In another era, one with a much slower pace than ours, every one knew how long a social call should be. There were strict rules based on your status, your relationship and your purpose. The world has changed a lot since then and I’m awfully glad I don’t have to wear a bustle, but those little ladies with their calling cards and tea didn’t have it all wrong.
The basic social call was fifteen minutes. It was perfectly acceptable to pop-in on an acquaintance, chat for the allotted time and move on to the next call. Caller and callee knew what to expect and what to do. It was a good thing. I didn’t realize how proper this behavior was until the last few months.
My Aunt Edie is one of the most popular people in Temple, Texas. Now that she’s been diagnosed with cancer and put on hospice, many of her friends and acquaintances are still eager to visit. Aunt Edie loves having her friends drop by and appreciates feeling like she’s a part of the larger world, but there’s a problem – people stay too long.
I can understand why. I know how hard it is to make time for a social call. There’s the getting dressed, the traffic and perhaps you’ve even taken time to find a small gift. After all the effort it takes to get there, some part of your mind tells you that you need to make the most of the visit. In the first few moments there’s a flurry of greetings. Hugs, exclamations and compliments. A seat is offered and refreshments are suggested. Maybe an item of discussion is immediately grasped upon or it could take a few minutes to warm up the conversation. Whichever way the visit goes, about ten minutes into it, things are really cooking.

# Recorded data:
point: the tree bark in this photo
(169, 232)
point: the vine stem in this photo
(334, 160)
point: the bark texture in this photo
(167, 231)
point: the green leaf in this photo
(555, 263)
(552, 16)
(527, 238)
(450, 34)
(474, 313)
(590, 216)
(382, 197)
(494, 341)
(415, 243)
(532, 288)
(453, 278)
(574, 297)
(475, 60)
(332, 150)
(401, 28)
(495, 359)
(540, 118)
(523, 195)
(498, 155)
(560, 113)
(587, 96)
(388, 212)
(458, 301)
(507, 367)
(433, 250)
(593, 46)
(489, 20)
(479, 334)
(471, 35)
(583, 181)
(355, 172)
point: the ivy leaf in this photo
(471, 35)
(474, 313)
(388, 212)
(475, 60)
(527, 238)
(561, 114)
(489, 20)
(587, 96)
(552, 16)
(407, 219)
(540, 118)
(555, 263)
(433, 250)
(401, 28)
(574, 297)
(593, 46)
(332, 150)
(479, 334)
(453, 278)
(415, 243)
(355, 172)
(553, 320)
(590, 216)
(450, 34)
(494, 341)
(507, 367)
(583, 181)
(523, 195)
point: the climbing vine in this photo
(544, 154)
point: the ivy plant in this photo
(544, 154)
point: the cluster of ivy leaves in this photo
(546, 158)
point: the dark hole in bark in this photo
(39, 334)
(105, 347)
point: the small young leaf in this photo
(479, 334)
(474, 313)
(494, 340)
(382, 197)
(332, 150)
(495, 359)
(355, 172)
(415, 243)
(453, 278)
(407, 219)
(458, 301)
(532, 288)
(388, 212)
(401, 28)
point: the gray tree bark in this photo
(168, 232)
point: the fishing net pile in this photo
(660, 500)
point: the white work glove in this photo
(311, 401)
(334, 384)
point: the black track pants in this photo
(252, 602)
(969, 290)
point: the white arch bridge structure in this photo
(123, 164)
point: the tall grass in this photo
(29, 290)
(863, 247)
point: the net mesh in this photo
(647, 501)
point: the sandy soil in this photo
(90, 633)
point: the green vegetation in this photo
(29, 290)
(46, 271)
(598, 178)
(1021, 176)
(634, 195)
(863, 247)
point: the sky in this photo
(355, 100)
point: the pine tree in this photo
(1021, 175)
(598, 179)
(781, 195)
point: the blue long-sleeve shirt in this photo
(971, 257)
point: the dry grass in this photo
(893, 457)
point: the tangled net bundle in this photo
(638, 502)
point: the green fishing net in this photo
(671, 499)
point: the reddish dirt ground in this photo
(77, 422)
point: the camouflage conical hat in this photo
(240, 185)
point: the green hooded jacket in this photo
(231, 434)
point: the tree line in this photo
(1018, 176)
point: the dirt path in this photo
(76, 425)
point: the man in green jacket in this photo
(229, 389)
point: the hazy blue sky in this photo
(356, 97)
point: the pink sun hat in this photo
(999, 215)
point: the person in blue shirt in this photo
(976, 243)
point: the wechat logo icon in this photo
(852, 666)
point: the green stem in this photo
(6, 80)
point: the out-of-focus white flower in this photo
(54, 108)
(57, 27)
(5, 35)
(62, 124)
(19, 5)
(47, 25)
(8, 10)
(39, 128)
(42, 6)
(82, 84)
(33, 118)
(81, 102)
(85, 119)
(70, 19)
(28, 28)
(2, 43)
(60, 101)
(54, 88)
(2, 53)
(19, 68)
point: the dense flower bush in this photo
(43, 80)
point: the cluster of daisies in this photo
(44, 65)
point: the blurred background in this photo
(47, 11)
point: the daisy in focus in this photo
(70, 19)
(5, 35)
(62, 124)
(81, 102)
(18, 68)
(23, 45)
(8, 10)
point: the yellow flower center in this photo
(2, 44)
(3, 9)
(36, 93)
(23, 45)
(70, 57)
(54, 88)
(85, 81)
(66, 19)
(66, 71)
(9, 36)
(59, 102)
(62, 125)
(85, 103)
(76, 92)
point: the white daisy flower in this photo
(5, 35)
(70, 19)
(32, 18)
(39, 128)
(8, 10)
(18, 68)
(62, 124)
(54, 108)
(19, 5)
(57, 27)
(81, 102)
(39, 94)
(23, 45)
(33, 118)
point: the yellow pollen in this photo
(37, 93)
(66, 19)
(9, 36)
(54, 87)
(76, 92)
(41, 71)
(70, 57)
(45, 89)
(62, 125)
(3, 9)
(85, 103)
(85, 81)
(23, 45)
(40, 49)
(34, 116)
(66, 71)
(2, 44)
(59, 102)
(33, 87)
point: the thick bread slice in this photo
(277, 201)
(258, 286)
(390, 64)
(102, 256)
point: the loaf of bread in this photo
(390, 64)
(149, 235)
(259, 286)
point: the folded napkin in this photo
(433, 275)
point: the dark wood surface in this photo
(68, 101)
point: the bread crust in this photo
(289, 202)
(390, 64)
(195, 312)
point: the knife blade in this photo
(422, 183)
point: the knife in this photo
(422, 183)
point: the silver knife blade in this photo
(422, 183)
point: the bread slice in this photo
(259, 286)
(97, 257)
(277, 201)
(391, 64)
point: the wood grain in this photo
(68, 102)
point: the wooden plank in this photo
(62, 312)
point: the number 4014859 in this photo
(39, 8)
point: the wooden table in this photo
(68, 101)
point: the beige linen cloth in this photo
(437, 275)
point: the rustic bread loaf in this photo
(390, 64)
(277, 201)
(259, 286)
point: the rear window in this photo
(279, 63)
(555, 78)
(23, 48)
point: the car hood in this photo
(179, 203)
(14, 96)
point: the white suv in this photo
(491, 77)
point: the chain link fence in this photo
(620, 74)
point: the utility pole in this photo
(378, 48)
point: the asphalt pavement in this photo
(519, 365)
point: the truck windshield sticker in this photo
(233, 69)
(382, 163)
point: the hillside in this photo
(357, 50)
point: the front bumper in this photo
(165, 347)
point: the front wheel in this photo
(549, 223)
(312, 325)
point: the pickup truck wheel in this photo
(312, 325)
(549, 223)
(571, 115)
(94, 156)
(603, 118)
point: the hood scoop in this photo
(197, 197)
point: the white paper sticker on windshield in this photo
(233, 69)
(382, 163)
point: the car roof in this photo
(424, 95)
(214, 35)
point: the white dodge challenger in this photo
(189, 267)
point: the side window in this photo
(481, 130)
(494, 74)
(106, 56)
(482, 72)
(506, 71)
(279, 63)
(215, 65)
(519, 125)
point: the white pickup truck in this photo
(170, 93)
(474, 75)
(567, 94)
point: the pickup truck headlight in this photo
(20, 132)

# Exercise details:
Rewrite the stretch of the passage on social calls from "The basic social" through "stay too long.", changing "fifteen minutes" to "twenty minutes".

# Answer box:
The basic social call was twenty minutes. It was perfectly acceptable to pop-in on an acquaintance, chat for the allotted time and move on to the next call. Caller and callee knew what to expect and what to do. It was a good thing. I didn’t realize how proper this behavior was until the last few months.
My Aunt Edie is one of the most popular people in Temple, Texas. Now that she’s been diagnosed with cancer and put on hospice, many of her friends and acquaintances are still eager to visit. Aunt Edie loves having her friends drop by and appreciates feeling like she’s a part of the larger world, but there’s a problem – people stay too long.